-- BEGIN MATERIAL FOR THIS EXERCISE --

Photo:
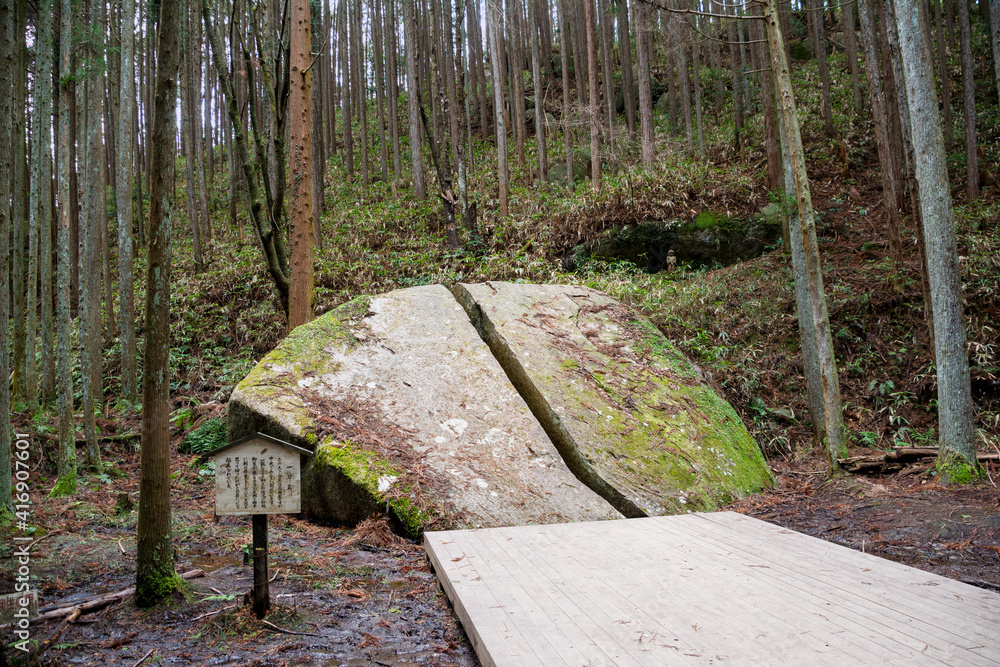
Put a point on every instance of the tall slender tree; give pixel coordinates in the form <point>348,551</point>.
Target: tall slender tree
<point>90,269</point>
<point>123,197</point>
<point>645,94</point>
<point>492,25</point>
<point>66,483</point>
<point>807,267</point>
<point>536,80</point>
<point>969,100</point>
<point>155,577</point>
<point>413,103</point>
<point>7,64</point>
<point>594,112</point>
<point>956,446</point>
<point>300,293</point>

-- END MATERIAL FOR THIS EXERCISE --

TASK REQUIREMENTS: Reproduce the entries from their beginning through the line containing "<point>155,577</point>", inclusive, substituting "narrow upright tree" for every occurrence of "tall slender tree" and leaving all else unchanged. Omit the pictures from your answer.

ANSWER:
Photo:
Put a point on every instance of the narrow upright tree; give pixel coordinates in the form <point>348,551</point>.
Target: narrow upright tree
<point>90,269</point>
<point>123,197</point>
<point>645,94</point>
<point>492,25</point>
<point>66,483</point>
<point>807,267</point>
<point>536,80</point>
<point>969,100</point>
<point>155,577</point>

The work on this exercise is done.